REQUIRED TASK: For this exercise, repeat all of the material verbatim apart from its images.

-- START --

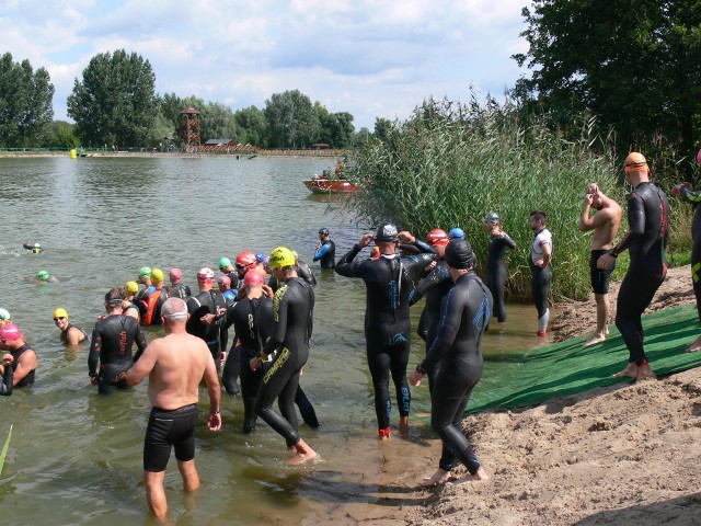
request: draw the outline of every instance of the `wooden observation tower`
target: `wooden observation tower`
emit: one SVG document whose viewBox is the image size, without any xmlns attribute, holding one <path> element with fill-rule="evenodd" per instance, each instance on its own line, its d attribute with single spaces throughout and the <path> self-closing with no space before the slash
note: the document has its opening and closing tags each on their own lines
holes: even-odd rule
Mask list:
<svg viewBox="0 0 701 526">
<path fill-rule="evenodd" d="M 199 149 L 199 112 L 194 107 L 188 106 L 180 112 L 180 138 L 186 151 Z"/>
</svg>

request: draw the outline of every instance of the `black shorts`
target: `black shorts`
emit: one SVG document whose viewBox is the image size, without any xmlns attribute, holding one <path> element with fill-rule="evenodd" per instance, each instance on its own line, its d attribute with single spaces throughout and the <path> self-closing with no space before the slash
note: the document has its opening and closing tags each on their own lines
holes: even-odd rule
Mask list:
<svg viewBox="0 0 701 526">
<path fill-rule="evenodd" d="M 175 458 L 182 462 L 195 458 L 195 424 L 197 404 L 183 405 L 166 411 L 151 409 L 149 426 L 143 439 L 143 470 L 165 471 L 171 447 L 175 447 Z"/>
<path fill-rule="evenodd" d="M 613 266 L 608 270 L 597 268 L 596 263 L 600 255 L 608 253 L 608 250 L 593 250 L 591 258 L 589 259 L 589 270 L 591 271 L 591 288 L 594 294 L 609 294 L 609 277 L 611 272 L 616 268 L 616 261 Z"/>
</svg>

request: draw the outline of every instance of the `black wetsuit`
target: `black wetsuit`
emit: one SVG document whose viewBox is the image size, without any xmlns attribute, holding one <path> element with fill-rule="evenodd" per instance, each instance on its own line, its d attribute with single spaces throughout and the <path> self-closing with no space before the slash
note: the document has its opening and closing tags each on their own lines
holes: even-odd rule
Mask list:
<svg viewBox="0 0 701 526">
<path fill-rule="evenodd" d="M 237 338 L 229 351 L 221 377 L 227 392 L 231 393 L 225 378 L 229 361 L 239 362 L 237 369 L 240 370 L 243 397 L 243 433 L 251 433 L 255 428 L 256 415 L 253 412 L 253 403 L 263 378 L 263 369 L 251 370 L 249 363 L 261 354 L 264 343 L 273 332 L 273 300 L 265 296 L 257 299 L 243 298 L 229 308 L 226 324 L 233 324 Z M 233 381 L 235 384 L 235 377 Z"/>
<path fill-rule="evenodd" d="M 410 306 L 426 296 L 426 305 L 421 313 L 418 329 L 416 330 L 418 336 L 426 342 L 426 353 L 428 353 L 428 348 L 430 348 L 430 344 L 438 333 L 438 325 L 440 324 L 440 304 L 453 286 L 455 282 L 450 277 L 448 265 L 445 261 L 439 261 L 436 267 L 430 271 L 430 273 L 422 279 L 418 286 L 409 295 Z M 434 367 L 434 369 L 428 373 L 429 392 L 433 392 L 437 374 L 438 367 Z"/>
<path fill-rule="evenodd" d="M 145 325 L 160 325 L 161 321 L 161 308 L 169 298 L 169 289 L 161 287 L 156 289 L 148 297 L 143 298 L 146 301 L 146 313 L 141 318 L 141 323 Z"/>
<path fill-rule="evenodd" d="M 438 466 L 450 471 L 457 460 L 474 474 L 480 461 L 462 433 L 462 415 L 472 389 L 482 377 L 482 334 L 490 322 L 492 294 L 474 272 L 463 274 L 448 293 L 440 311 L 438 335 L 420 368 L 440 370 L 430 397 L 430 424 L 440 435 Z"/>
<path fill-rule="evenodd" d="M 271 427 L 285 437 L 288 446 L 299 442 L 295 397 L 299 375 L 309 358 L 314 293 L 300 277 L 287 279 L 275 293 L 273 334 L 263 350 L 277 353 L 273 364 L 264 368 L 253 409 Z M 273 409 L 278 398 L 280 413 Z"/>
<path fill-rule="evenodd" d="M 330 239 L 324 241 L 319 250 L 314 252 L 313 261 L 318 261 L 322 268 L 336 266 L 336 243 Z"/>
<path fill-rule="evenodd" d="M 81 338 L 78 343 L 84 342 L 88 339 L 88 334 L 85 333 L 85 331 L 83 331 L 80 327 L 69 323 L 66 330 L 61 331 L 61 342 L 64 342 L 65 345 L 68 345 L 68 331 L 70 331 L 72 328 L 76 328 L 83 333 L 83 338 Z"/>
<path fill-rule="evenodd" d="M 392 402 L 389 393 L 390 373 L 397 389 L 397 403 L 401 416 L 409 416 L 411 392 L 406 382 L 411 323 L 409 295 L 412 279 L 436 258 L 436 254 L 416 254 L 410 258 L 384 256 L 377 260 L 354 261 L 358 245 L 336 264 L 337 274 L 360 277 L 367 289 L 365 340 L 368 366 L 375 388 L 375 411 L 378 428 L 389 431 Z"/>
<path fill-rule="evenodd" d="M 629 249 L 631 264 L 616 304 L 616 327 L 630 352 L 629 362 L 647 363 L 643 350 L 643 311 L 667 275 L 665 248 L 669 237 L 667 196 L 650 182 L 640 183 L 628 198 L 629 232 L 609 252 Z"/>
<path fill-rule="evenodd" d="M 180 298 L 187 301 L 187 298 L 189 298 L 192 295 L 193 293 L 191 291 L 189 286 L 183 283 L 176 283 L 175 285 L 171 285 L 170 287 L 168 287 L 169 298 Z"/>
<path fill-rule="evenodd" d="M 693 220 L 691 221 L 691 281 L 693 294 L 697 297 L 697 311 L 701 321 L 701 191 L 691 191 L 686 186 L 680 190 L 681 198 L 693 205 Z"/>
<path fill-rule="evenodd" d="M 506 249 L 514 250 L 516 243 L 506 232 L 490 237 L 490 249 L 486 254 L 486 277 L 490 291 L 494 298 L 494 316 L 499 323 L 506 321 L 504 308 L 504 287 L 506 285 L 506 265 L 504 254 Z"/>
<path fill-rule="evenodd" d="M 215 358 L 217 370 L 219 370 L 219 358 L 221 352 L 227 348 L 229 335 L 223 328 L 223 318 L 218 319 L 214 323 L 203 323 L 200 318 L 205 315 L 216 315 L 219 308 L 227 308 L 227 300 L 221 294 L 215 290 L 206 290 L 198 293 L 187 300 L 187 312 L 189 319 L 185 329 L 194 336 L 200 338 L 209 347 L 211 356 Z"/>
<path fill-rule="evenodd" d="M 133 356 L 131 346 L 135 343 L 138 351 Z M 97 392 L 107 395 L 115 389 L 127 389 L 126 371 L 141 356 L 146 345 L 139 322 L 130 316 L 112 315 L 95 323 L 88 355 L 88 373 L 91 377 L 97 376 Z"/>
<path fill-rule="evenodd" d="M 8 353 L 10 353 L 14 359 L 12 362 L 12 365 L 4 368 L 4 374 L 2 375 L 2 385 L 0 385 L 0 395 L 5 397 L 9 397 L 10 395 L 12 395 L 12 389 L 13 389 L 12 384 L 14 381 L 14 371 L 20 365 L 20 356 L 22 356 L 26 351 L 34 351 L 28 343 L 25 343 L 16 351 L 8 351 Z M 34 384 L 35 374 L 36 374 L 36 369 L 30 370 L 30 373 L 27 373 L 27 375 L 24 378 L 22 378 L 22 381 L 20 381 L 14 387 L 20 388 L 20 387 L 31 386 L 32 384 Z"/>
</svg>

-- END --

WRITTEN REPLY:
request: draw the outline of every instance of the `wooden observation tower`
target: `wooden observation tower`
emit: one SVG document whose viewBox is the image size, without any xmlns attribute, holding one <path> element with fill-rule="evenodd" per instance, each instance on its own line, its d attribute with single spaces throughout and the <path> self-closing with no space before the slash
note: the document has its opening and closing tags each on their own lines
holes: even-odd rule
Mask list:
<svg viewBox="0 0 701 526">
<path fill-rule="evenodd" d="M 199 149 L 199 112 L 194 107 L 188 106 L 180 112 L 180 138 L 186 151 Z"/>
</svg>

request: draw the outline of every instance of the `black shorts`
target: `black shorts`
emit: one SVG document whose viewBox is the image size, without any xmlns attribute, holding one <path> element with fill-rule="evenodd" per instance, each instance on its own line, its d attribute with single spaces throughout and the <path> self-closing with no space before the slash
note: the document has its opening and closing tags each on their own lines
holes: even-odd rule
Mask list:
<svg viewBox="0 0 701 526">
<path fill-rule="evenodd" d="M 175 458 L 182 462 L 195 458 L 195 424 L 197 404 L 183 405 L 166 411 L 151 409 L 149 426 L 143 439 L 143 470 L 165 471 L 171 447 L 175 447 Z"/>
<path fill-rule="evenodd" d="M 613 266 L 608 270 L 597 268 L 596 263 L 600 255 L 608 253 L 608 250 L 593 250 L 591 258 L 589 259 L 589 270 L 591 271 L 591 288 L 594 294 L 609 294 L 609 277 L 611 272 L 616 268 L 616 261 Z"/>
</svg>

request: draw the outline of every instance of the `black wetsuit`
target: `black wetsuit`
emit: one SVG document whose viewBox is the image size, without any xmlns attribute, holding one <path> element with fill-rule="evenodd" per instance, each instance on its own line, its d attribute with single spaces throughout and the <path> self-closing with no space before the slash
note: the document has its opening and closing tags each on their own lines
holes: even-odd rule
Mask list:
<svg viewBox="0 0 701 526">
<path fill-rule="evenodd" d="M 237 338 L 229 351 L 221 377 L 227 392 L 231 393 L 225 378 L 229 361 L 239 362 L 237 369 L 240 370 L 243 397 L 243 433 L 251 433 L 255 428 L 256 415 L 253 412 L 253 403 L 263 378 L 263 369 L 251 370 L 249 363 L 261 354 L 264 343 L 273 332 L 273 300 L 265 296 L 257 299 L 243 298 L 229 308 L 226 324 L 233 324 Z M 233 381 L 235 384 L 235 377 Z"/>
<path fill-rule="evenodd" d="M 410 306 L 426 296 L 426 305 L 421 313 L 418 329 L 416 330 L 418 336 L 426 342 L 426 353 L 428 353 L 428 348 L 430 348 L 430 344 L 438 333 L 438 325 L 440 324 L 440 304 L 453 286 L 455 282 L 450 277 L 448 265 L 445 261 L 439 261 L 436 267 L 430 271 L 430 273 L 422 279 L 418 286 L 409 295 Z M 434 367 L 434 369 L 428 373 L 429 392 L 433 392 L 437 374 L 438 367 Z"/>
<path fill-rule="evenodd" d="M 145 325 L 160 325 L 161 321 L 161 308 L 169 298 L 169 289 L 161 287 L 156 289 L 148 297 L 143 298 L 146 301 L 146 313 L 141 318 L 141 323 Z"/>
<path fill-rule="evenodd" d="M 438 466 L 450 471 L 457 460 L 474 474 L 480 461 L 462 433 L 462 415 L 472 389 L 482 377 L 482 334 L 490 322 L 492 294 L 474 272 L 463 274 L 448 293 L 440 311 L 438 335 L 420 368 L 440 370 L 430 397 L 430 424 L 440 435 Z"/>
<path fill-rule="evenodd" d="M 271 427 L 285 437 L 288 446 L 299 442 L 295 397 L 299 375 L 309 358 L 314 293 L 300 277 L 287 279 L 275 293 L 273 334 L 263 350 L 277 353 L 273 364 L 264 368 L 253 409 Z M 273 409 L 278 398 L 280 413 Z"/>
<path fill-rule="evenodd" d="M 330 239 L 324 241 L 319 250 L 314 252 L 313 261 L 318 261 L 322 268 L 336 266 L 336 243 Z"/>
<path fill-rule="evenodd" d="M 81 338 L 78 343 L 84 342 L 88 339 L 88 334 L 85 333 L 85 331 L 83 331 L 80 327 L 69 323 L 66 330 L 61 331 L 61 342 L 64 342 L 65 345 L 68 345 L 68 331 L 70 331 L 72 328 L 76 328 L 83 333 L 83 338 Z"/>
<path fill-rule="evenodd" d="M 392 402 L 389 393 L 390 373 L 397 389 L 397 403 L 401 416 L 409 416 L 411 392 L 406 382 L 411 323 L 409 295 L 412 279 L 436 258 L 436 254 L 416 254 L 410 258 L 384 256 L 377 260 L 354 261 L 358 245 L 336 264 L 337 274 L 360 277 L 367 289 L 365 340 L 368 366 L 375 388 L 375 411 L 378 428 L 389 431 Z"/>
<path fill-rule="evenodd" d="M 629 249 L 631 264 L 616 304 L 616 327 L 630 352 L 629 362 L 647 363 L 643 350 L 643 311 L 667 275 L 665 248 L 669 237 L 667 196 L 650 182 L 640 183 L 628 198 L 629 232 L 609 252 Z"/>
<path fill-rule="evenodd" d="M 180 298 L 187 301 L 187 298 L 189 298 L 192 295 L 193 293 L 191 291 L 189 286 L 183 283 L 176 283 L 175 285 L 171 285 L 170 287 L 168 287 L 169 298 Z"/>
<path fill-rule="evenodd" d="M 693 220 L 691 221 L 691 281 L 693 294 L 697 297 L 697 311 L 701 321 L 701 191 L 691 191 L 686 186 L 680 190 L 681 198 L 693 205 Z"/>
<path fill-rule="evenodd" d="M 506 249 L 514 250 L 516 243 L 506 232 L 490 237 L 490 249 L 486 254 L 486 277 L 490 291 L 494 298 L 494 316 L 499 323 L 506 321 L 504 308 L 504 287 L 506 285 L 506 265 L 504 254 Z"/>
<path fill-rule="evenodd" d="M 215 358 L 217 370 L 219 370 L 219 358 L 221 352 L 227 348 L 229 335 L 223 328 L 223 318 L 218 319 L 214 323 L 203 323 L 200 318 L 205 315 L 216 315 L 219 308 L 227 308 L 227 300 L 221 294 L 215 290 L 206 290 L 198 293 L 187 300 L 187 312 L 189 319 L 185 329 L 194 336 L 200 338 L 209 347 L 211 356 Z"/>
<path fill-rule="evenodd" d="M 133 356 L 131 346 L 135 343 L 138 351 Z M 97 392 L 107 395 L 115 389 L 127 389 L 126 371 L 141 356 L 146 345 L 139 322 L 130 316 L 112 315 L 95 323 L 88 355 L 88 373 L 91 377 L 97 376 Z"/>
<path fill-rule="evenodd" d="M 8 353 L 10 353 L 14 359 L 12 362 L 12 365 L 4 368 L 4 374 L 2 375 L 2 385 L 0 385 L 0 395 L 5 397 L 9 397 L 10 395 L 12 395 L 12 389 L 13 389 L 12 384 L 14 381 L 14 371 L 20 365 L 20 356 L 22 356 L 26 351 L 34 351 L 28 343 L 25 343 L 16 351 L 8 351 Z M 34 384 L 35 374 L 36 374 L 36 369 L 30 370 L 30 373 L 27 373 L 27 375 L 24 378 L 22 378 L 22 381 L 20 381 L 14 387 L 20 388 L 20 387 L 31 386 L 32 384 Z"/>
</svg>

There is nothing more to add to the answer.